= Deine Aufgabe =
Wiederhole aus dem Textauszug zur epidemischen Notlage den Abschnitt wortgetreu, beginnend bei „Die erstmals im“ und endend mit „Doch sie wird.“.

= Ausgewählter Textauszug =

'''

Die erstmals im März 2020 und letztmalig Anfang März 2021 vom Bundestag festgestellte „epidemische Notlage von nationaler Tragweite“ ermöglicht es dem BMG bzw. generell der Bundesregierung, weitreichende Verordnungen gegen die Pandemie zu erlassen. Die derzeitige Regelung läuft am 30. Juni aus, wenn sie nicht verlängert wird. Doch sie wird.

Bereits im Vorfeld verkündet CDU/CSU-Fraktionschef Ralph Brinkhaus öffentlich: „Wir halten es für angemessen, diese Lage bis in den September hinein zu verlängern.“ Mit der SPD habe man sich bereits verständigt. Rund 20 Verordnungen würden von der festgestellten Notlage abhängen. Der Wunsch, diese Verordnungen zunächst beizubehalten, sei einer der Gründe für die geplante Verlängerung der Notlage, lässt Alexander Dobrindt verlauten.

 

Fragwürdige Begründung des Koalitionsantrages

Eine absurde Ausrede: Verordnungen kann die Bundesregierung auch ohne Notlage auf den Weg bringen. Was irritiert, ist die Kurzfristigkeit. Erst am vergangenen Mittwoch liegt der Antrag der Koalitionsfraktionen offiziell im Bundestag vor. Die Entscheidung darüber ist am Donnerstag geplant, wird dann jedoch um einen Tag verschoben. Warum bringen die Koalitionäre den Antrag so spät ein? Zeit für Diskussionen, Anhörungen bleibt nicht.

'''

= Datenblock =
'''

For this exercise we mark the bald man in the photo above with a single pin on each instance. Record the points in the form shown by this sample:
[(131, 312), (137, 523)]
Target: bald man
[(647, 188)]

'''

= Lösung der Aufgabe =
Die erstmals im März 2020 und letztmalig Anfang März 2021 vom Bundestag festgestellte „epidemische Notlage von nationaler Tragweite“ ermöglicht es dem BMG bzw. generell der Bundesregierung, weitreichende Verordnungen gegen die Pandemie zu erlassen. Die derzeitige Regelung läuft am 30. Juni aus, wenn sie nicht verlängert wird. Doch sie wird.